» Given exercise 1: Using the biography of David Dharmakeerthi, decide whether each statement agrees with it: (a) his father was a farmer; (b) his first film was directed by Raja Tilakaratne; (c) he and his wife had five sons and three daughters. Answer yes or no for each, quoting the deciding words of the biography.

» Extract to read:
[Begin]
- Born: Kalukapuge Don David 1 September 1913 Padukka, Sri Lanka
- Died: 10 September 1987 (aged 74)
- Occupations: Actor, politician
- Years active: 1953–1987
- Spouse: Nandawathi Jayasuriya
- Children: 8
- Father: Odiris Appuhami

= David Dharmakeerthi =

Sri Lankan actor

Kalukapuge Don David (born 1 September 1913 – died 10 September 1987 as ඩේවිඩ් ධර්මකීර්ති), popularly known as David Dharmakeerthi was an actor Sri Lankan early Sri Lankan cinema.

== Personal life ==
He was born on 1 September 1913 in Kotigamgoda village, Padukka. His father Odiris Appuhami was a farmer. He started school at village school and then from Wonakal College, Padukka and finally to the English School in Homagama. After school, Dharmakeerthi first joined the Department of Agriculture at Alston Place, Colombo as an overseer.

Dharmakeerthi was married to Nandawathi Jayasuriya. The couple has 5 sons and 3 daughters. He died on 10 September 1987 at the age of 74.

==Cinema career==
In school times, he performed in a drama based on a novel "Rohini" written by Martin Wickremasinghe. There was a superintendent named Jasinghe in the Department of Agriculture where David worked. He saw Dharmakeerthi's acting skills in the dramas of the peasant army, who also produced the background music and art direction. Raja Tilakaratne, who was a Lake House Dinamina Journalist, is a relative of the superintendent Jasinghe. Jasinghe opened the cinema door to Dharmakeerthi. His first cinema acting came through 1953 film Sujatha directed by T. R. Sundaram. During his visit to the studio in India to film Sujatha, his father and friend T. Somasekaran both died.
[End]
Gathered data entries
[Begin]
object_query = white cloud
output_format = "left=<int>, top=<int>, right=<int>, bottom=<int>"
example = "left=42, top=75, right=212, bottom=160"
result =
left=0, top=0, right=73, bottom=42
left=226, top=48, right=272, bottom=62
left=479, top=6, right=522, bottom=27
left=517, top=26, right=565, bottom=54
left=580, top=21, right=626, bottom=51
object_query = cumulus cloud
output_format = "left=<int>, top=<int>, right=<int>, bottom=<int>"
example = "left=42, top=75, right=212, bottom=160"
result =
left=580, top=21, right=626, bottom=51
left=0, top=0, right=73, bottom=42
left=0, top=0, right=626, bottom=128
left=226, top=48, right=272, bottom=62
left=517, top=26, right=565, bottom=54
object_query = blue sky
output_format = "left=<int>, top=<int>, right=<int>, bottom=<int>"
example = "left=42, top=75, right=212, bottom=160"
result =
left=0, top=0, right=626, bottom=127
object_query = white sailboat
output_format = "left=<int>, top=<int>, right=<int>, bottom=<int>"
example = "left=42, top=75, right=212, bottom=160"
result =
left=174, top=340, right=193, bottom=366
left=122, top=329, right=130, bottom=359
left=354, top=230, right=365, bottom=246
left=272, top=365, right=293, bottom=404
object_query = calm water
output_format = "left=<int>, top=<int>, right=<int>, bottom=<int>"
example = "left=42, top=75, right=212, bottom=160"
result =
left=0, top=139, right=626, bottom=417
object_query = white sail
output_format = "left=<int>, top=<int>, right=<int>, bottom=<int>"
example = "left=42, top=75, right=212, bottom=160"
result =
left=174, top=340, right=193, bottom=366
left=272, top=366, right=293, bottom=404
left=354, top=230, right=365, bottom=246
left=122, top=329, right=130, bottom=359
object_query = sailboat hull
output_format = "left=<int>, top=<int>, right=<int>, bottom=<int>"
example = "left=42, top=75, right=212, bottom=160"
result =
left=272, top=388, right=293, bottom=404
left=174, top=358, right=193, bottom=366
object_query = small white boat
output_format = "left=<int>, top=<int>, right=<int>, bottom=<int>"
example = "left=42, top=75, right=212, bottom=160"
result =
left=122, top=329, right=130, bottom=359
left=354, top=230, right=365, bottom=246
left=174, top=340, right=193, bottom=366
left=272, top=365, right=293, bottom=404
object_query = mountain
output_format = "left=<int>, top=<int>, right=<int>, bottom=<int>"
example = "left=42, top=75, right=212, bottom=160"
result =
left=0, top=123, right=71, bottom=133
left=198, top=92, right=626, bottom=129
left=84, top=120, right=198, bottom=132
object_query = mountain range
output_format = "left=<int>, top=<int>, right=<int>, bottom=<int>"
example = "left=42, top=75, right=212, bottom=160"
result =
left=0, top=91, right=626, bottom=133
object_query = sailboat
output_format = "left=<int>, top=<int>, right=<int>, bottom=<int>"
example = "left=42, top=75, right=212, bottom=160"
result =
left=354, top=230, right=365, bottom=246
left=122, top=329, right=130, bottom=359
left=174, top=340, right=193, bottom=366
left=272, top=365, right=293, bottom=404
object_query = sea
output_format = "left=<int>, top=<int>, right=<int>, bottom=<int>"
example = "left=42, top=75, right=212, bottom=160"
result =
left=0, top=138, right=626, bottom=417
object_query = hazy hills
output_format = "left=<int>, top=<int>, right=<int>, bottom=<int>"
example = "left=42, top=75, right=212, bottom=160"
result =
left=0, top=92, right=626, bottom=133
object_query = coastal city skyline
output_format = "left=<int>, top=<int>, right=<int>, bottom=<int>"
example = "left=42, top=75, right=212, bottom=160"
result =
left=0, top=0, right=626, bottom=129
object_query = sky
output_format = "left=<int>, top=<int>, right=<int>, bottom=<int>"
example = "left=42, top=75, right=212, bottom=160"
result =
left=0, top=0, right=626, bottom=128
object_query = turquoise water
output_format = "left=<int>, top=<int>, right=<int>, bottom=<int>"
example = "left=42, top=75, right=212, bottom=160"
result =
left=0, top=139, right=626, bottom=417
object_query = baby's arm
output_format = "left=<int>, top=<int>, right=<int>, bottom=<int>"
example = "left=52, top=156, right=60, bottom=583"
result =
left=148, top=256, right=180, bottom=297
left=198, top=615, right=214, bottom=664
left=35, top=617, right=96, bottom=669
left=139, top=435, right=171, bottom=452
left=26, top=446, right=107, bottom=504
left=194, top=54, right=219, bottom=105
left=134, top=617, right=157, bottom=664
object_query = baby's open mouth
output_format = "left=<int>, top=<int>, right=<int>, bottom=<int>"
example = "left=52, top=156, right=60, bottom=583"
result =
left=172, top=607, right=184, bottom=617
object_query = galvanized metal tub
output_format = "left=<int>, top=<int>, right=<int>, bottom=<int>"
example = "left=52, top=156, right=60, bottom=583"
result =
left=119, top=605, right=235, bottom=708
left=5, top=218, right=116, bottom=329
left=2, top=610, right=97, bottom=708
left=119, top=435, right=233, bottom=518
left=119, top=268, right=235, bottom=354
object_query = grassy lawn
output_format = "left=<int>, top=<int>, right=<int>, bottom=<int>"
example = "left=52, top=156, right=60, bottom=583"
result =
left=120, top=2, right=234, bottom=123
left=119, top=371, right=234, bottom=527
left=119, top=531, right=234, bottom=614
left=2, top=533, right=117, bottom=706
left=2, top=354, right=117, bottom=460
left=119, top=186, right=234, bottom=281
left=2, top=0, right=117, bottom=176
[End]
[Begin]
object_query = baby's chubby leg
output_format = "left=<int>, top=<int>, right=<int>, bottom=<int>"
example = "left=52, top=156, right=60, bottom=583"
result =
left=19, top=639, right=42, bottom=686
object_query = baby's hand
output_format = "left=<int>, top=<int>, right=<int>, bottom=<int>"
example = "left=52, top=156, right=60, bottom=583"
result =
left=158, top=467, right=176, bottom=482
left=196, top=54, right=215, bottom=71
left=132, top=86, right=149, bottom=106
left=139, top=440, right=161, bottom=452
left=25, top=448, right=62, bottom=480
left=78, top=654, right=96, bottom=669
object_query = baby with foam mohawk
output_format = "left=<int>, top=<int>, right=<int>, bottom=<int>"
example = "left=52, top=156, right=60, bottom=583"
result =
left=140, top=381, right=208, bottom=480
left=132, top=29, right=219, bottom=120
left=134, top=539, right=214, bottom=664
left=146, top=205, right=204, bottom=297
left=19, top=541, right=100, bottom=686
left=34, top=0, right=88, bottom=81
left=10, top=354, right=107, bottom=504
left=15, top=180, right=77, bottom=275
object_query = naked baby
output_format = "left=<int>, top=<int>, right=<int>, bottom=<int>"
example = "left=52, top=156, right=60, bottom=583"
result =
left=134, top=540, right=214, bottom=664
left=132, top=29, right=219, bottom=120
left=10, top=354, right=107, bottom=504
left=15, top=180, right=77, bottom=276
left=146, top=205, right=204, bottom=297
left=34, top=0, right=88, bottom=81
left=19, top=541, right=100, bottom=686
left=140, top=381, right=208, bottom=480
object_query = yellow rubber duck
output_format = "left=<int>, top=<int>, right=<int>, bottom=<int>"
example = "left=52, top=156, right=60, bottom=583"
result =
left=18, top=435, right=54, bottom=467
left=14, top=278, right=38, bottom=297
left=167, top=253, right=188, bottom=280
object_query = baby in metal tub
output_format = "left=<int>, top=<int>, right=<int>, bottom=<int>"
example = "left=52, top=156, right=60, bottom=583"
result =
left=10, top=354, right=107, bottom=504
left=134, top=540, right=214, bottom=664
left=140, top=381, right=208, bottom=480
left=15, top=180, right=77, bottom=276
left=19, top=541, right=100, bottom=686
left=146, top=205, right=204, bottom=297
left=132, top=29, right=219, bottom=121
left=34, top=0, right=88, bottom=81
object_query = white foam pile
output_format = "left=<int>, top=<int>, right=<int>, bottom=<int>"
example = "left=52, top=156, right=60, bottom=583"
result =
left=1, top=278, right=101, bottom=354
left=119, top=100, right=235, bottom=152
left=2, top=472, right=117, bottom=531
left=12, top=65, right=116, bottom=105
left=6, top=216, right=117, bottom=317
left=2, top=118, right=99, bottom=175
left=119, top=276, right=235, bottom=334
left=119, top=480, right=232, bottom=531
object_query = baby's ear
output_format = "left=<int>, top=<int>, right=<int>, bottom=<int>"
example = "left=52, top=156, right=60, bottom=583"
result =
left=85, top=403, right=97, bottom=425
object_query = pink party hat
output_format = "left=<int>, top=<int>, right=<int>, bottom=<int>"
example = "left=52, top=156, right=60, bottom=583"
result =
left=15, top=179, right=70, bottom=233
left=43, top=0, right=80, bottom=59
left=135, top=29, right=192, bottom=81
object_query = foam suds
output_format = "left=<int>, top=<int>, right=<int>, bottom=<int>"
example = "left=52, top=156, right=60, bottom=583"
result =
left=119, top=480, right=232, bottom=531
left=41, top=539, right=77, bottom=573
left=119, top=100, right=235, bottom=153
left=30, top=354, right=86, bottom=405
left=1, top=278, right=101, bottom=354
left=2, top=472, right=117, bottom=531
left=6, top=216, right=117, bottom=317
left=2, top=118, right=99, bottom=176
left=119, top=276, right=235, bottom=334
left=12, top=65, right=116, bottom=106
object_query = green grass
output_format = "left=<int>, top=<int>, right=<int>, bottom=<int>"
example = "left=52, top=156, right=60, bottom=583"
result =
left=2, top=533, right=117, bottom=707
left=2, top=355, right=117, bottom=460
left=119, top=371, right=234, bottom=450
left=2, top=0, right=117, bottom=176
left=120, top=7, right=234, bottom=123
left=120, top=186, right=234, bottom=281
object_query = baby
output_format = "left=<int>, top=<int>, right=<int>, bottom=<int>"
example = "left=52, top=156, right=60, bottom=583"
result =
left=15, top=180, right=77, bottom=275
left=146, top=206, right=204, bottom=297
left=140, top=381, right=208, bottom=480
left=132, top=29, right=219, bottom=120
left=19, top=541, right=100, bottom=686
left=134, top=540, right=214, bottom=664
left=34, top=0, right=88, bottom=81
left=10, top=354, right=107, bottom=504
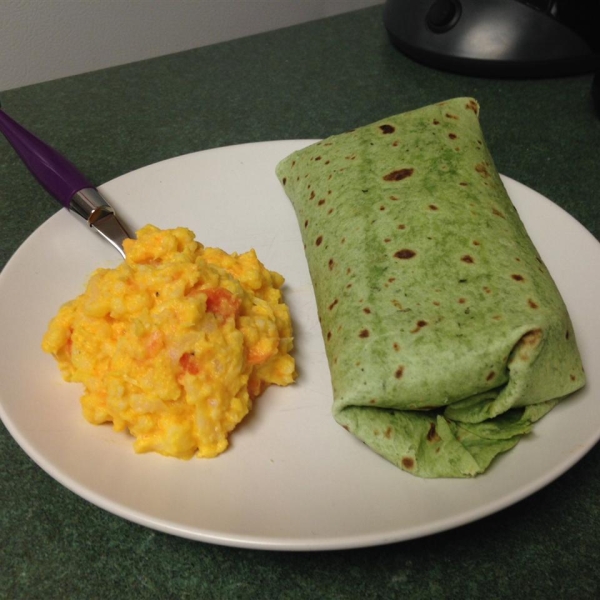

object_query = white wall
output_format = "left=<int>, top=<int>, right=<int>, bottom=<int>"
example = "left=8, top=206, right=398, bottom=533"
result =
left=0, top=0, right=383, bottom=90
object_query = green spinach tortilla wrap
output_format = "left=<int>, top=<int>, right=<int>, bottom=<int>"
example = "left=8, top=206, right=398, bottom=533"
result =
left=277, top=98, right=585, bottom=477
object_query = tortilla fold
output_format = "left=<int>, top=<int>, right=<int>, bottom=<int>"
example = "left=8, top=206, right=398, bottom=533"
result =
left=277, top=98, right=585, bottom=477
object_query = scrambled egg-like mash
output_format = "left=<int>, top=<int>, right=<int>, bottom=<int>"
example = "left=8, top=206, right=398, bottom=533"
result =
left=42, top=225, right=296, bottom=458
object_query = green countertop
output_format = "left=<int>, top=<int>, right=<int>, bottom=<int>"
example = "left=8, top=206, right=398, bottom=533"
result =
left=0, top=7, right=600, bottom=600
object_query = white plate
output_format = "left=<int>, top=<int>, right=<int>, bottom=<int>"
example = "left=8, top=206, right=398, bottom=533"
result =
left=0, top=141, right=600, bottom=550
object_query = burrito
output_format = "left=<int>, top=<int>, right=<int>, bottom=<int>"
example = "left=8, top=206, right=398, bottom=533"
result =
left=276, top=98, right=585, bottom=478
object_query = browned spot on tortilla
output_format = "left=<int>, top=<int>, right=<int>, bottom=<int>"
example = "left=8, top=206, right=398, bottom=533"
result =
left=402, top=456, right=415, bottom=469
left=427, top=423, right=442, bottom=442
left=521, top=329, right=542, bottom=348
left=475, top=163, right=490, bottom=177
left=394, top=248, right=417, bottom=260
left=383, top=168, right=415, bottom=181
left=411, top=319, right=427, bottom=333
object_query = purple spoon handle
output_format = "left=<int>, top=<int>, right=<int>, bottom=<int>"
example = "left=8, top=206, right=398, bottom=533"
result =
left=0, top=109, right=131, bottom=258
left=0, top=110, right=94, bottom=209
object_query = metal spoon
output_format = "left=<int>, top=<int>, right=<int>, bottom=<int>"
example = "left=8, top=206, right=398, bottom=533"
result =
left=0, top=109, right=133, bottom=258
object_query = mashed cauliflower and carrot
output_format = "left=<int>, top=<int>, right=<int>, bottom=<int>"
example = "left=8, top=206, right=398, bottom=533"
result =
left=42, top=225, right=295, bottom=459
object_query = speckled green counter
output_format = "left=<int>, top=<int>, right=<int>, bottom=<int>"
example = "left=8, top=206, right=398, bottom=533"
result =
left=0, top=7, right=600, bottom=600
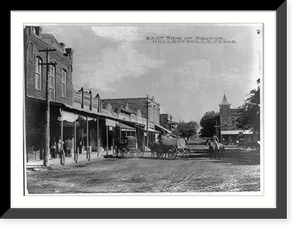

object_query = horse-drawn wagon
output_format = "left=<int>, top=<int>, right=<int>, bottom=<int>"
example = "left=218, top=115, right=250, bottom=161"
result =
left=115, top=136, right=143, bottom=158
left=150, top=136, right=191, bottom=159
[End]
[Begin]
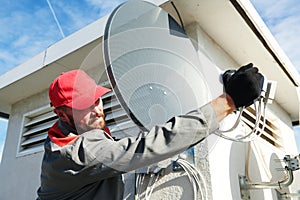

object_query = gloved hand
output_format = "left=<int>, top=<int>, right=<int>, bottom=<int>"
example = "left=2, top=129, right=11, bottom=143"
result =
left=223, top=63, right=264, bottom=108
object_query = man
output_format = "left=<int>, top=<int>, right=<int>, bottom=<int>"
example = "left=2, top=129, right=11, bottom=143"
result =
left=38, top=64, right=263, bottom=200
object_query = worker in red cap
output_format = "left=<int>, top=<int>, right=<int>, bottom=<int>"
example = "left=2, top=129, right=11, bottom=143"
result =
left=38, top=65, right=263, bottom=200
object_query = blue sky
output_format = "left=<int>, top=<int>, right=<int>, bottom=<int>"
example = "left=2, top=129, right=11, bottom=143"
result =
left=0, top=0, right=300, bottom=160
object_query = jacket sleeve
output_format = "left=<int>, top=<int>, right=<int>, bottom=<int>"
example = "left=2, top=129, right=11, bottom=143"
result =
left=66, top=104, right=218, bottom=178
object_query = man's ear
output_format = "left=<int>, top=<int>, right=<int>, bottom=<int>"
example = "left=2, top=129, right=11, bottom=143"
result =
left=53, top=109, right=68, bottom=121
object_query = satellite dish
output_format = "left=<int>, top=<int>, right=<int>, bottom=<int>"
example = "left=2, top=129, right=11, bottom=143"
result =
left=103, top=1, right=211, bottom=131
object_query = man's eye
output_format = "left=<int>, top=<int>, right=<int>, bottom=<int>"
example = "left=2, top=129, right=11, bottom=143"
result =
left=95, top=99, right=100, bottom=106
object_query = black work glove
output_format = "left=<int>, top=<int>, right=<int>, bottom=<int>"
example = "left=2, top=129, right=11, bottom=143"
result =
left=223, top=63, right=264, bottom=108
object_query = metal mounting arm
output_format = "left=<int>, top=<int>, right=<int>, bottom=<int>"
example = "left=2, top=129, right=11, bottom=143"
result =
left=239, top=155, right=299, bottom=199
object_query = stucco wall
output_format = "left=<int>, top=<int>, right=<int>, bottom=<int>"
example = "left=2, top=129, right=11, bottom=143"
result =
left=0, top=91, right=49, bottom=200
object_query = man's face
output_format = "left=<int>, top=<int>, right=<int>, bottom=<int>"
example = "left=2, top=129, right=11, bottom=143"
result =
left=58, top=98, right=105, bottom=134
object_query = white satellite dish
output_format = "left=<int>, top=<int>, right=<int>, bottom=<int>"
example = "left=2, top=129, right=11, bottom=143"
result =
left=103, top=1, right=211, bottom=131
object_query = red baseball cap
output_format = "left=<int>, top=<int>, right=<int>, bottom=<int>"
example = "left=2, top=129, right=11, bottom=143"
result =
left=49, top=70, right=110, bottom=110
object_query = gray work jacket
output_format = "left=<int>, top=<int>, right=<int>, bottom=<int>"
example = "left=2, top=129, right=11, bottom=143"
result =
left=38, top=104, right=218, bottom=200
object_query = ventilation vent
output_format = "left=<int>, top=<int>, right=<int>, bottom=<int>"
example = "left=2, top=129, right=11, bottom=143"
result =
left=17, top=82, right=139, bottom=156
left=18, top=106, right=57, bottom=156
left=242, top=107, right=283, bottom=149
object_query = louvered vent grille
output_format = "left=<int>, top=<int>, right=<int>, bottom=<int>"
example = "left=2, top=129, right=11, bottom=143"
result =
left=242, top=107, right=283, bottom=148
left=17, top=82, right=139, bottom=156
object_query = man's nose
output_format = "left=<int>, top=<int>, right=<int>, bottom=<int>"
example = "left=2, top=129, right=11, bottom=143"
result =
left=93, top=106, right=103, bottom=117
[End]
» Given exercise 2: In the rows, swap "example" for "sample" throughout the stretch from the line containing "object_query = sailboat hull" through the line containing "left=0, top=138, right=626, bottom=417", changing nothing else. Return only those lines.

» Correct output 1:
(a) Yes: "His father Odiris Appuhami was a farmer."
(b) No: "His first cinema acting came through 1953 film Sujatha directed by T. R. Sundaram."
(c) Yes: "The couple has 5 sons and 3 daughters."

» Correct output 2:
object_query = sailboat hull
output_format = "left=<int>, top=<int>, right=<int>, bottom=<int>"
sample = "left=42, top=75, right=212, bottom=160"
result =
left=272, top=388, right=293, bottom=404
left=174, top=358, right=193, bottom=366
object_query = small white boat
output_format = "left=<int>, top=<int>, right=<int>, bottom=<int>"
sample = "left=42, top=75, right=212, bottom=160"
result =
left=122, top=329, right=130, bottom=359
left=354, top=230, right=365, bottom=246
left=174, top=340, right=193, bottom=366
left=272, top=365, right=293, bottom=404
object_query = mountain
output_format = "left=<int>, top=<int>, right=<int>, bottom=<int>"
sample = "left=42, top=75, right=212, bottom=160"
result =
left=0, top=123, right=71, bottom=133
left=198, top=92, right=626, bottom=129
left=84, top=120, right=198, bottom=132
object_query = mountain range
output_format = "left=<int>, top=<int>, right=<int>, bottom=<int>"
sample = "left=42, top=75, right=212, bottom=160"
result =
left=0, top=91, right=626, bottom=133
object_query = sailboat
output_format = "left=<int>, top=<int>, right=<int>, bottom=<int>"
sample = "left=42, top=75, right=212, bottom=160"
result =
left=354, top=230, right=365, bottom=246
left=122, top=329, right=130, bottom=359
left=174, top=340, right=193, bottom=366
left=272, top=365, right=293, bottom=404
object_query = sea
output_format = "left=<int>, top=<int>, right=<int>, bottom=<int>"
sample = "left=42, top=75, right=212, bottom=160"
result =
left=0, top=138, right=626, bottom=417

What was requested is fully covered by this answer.